Rewrite the lines below from the one containing "Task: Locate the ceiling" through the one containing "[472,309,494,325]", changing "black" to "dark" and leaving everything else the same. Return only those lines.

Object detection data
■ ■ ■ ■

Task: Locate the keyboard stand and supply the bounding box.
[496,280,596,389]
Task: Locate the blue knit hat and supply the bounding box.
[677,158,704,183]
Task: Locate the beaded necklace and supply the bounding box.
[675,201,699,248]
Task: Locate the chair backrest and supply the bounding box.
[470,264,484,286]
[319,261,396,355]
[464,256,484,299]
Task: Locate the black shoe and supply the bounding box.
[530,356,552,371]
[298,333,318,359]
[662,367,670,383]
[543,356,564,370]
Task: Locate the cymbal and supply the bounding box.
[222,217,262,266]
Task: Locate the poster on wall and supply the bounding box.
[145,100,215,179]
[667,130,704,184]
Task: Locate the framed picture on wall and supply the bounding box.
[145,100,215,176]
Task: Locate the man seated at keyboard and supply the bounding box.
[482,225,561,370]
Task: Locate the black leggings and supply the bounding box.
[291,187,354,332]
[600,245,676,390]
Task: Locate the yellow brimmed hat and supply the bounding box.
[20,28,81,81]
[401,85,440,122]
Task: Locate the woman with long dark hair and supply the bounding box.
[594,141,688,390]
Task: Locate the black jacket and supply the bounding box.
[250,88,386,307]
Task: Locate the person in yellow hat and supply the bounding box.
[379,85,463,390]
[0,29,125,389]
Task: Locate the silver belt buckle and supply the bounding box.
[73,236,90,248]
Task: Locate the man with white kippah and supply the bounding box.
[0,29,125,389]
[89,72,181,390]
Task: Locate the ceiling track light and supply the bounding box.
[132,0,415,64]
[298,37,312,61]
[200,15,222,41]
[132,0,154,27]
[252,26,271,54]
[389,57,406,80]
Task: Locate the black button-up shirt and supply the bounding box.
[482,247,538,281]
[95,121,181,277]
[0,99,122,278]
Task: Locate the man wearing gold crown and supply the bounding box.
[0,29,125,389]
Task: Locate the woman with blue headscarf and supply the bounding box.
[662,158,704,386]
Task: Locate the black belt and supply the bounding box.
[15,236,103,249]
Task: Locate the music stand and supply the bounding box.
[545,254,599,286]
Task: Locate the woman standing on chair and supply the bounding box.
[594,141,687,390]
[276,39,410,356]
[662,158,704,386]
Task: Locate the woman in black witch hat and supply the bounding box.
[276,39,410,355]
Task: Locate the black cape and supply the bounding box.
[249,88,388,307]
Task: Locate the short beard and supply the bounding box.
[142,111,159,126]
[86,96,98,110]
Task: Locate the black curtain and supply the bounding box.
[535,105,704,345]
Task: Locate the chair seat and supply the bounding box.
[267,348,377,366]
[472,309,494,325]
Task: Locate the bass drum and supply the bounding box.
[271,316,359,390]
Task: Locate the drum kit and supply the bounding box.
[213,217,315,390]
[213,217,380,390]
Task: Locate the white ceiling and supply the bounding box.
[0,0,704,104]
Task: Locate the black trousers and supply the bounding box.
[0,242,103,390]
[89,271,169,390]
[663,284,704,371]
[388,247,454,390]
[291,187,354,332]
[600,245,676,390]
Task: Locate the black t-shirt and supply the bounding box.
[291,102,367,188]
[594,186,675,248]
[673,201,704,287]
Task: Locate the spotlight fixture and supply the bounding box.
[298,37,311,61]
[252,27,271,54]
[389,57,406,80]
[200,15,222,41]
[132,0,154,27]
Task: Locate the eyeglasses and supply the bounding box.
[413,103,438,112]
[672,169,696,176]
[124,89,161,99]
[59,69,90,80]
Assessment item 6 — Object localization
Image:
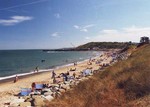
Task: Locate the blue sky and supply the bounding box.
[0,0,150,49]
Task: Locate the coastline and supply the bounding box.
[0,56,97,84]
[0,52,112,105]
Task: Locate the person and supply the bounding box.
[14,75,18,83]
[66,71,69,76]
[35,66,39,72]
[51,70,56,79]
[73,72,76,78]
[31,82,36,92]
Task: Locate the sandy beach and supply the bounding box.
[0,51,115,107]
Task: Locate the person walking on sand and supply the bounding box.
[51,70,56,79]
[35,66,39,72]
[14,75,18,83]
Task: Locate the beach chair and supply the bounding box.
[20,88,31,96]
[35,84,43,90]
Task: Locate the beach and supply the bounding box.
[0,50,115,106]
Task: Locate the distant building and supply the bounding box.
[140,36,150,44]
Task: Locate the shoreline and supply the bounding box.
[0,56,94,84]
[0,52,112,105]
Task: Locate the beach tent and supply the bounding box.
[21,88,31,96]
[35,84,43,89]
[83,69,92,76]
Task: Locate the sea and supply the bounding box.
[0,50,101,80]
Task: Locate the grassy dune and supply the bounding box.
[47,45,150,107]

■ ■ ■ ■

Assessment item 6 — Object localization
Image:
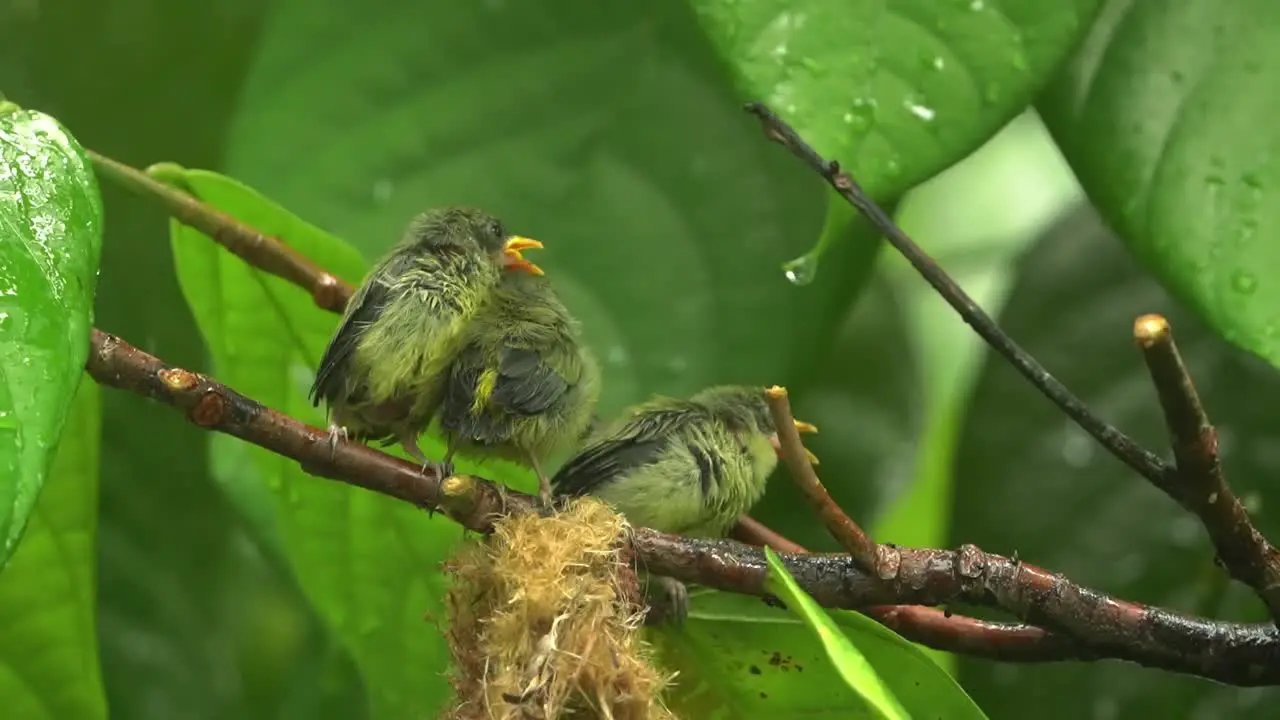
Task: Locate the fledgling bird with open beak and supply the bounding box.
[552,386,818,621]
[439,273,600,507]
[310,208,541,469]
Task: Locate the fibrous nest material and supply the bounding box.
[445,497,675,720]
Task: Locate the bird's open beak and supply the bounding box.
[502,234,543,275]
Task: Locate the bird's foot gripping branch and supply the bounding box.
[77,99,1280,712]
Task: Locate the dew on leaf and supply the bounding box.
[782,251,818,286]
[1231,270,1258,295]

■ ■ ■ ■

ANSWER IN FULL »
Task: Locate the ceiling track light and supply the bounding box.
[132,0,415,64]
[298,37,312,61]
[200,15,222,41]
[132,0,154,27]
[252,26,271,54]
[389,57,406,80]
Task: Locate the dark button-up shirt and supply the bounding box.
[482,247,538,281]
[95,121,181,277]
[0,99,122,278]
Task: Locate the man wearing gold crown and supply the bounding box.
[0,29,125,389]
Task: Locate the woman with blue headscarf and supply the bounding box.
[662,158,704,386]
Task: Locate the dark belt and supply the bounding box.
[15,236,103,249]
Task: Locate the music stand and supply the bounding box.
[545,254,599,286]
Task: Locate the woman standing on chair and supply the bounding box.
[594,141,687,390]
[276,39,410,356]
[662,158,704,386]
Task: Locate the woman in dark witch hat and supply the bounding box.
[276,39,410,355]
Task: Locate the dark cape and supply the bounding box.
[249,88,388,307]
Task: Locate the short beard and supply the bounding box.
[142,111,159,126]
[86,96,98,110]
Task: Locate the dark curtain and supply the bounding box.
[535,105,704,345]
Task: Locate the chair seat and supply the bounding box.
[267,348,377,366]
[472,309,494,325]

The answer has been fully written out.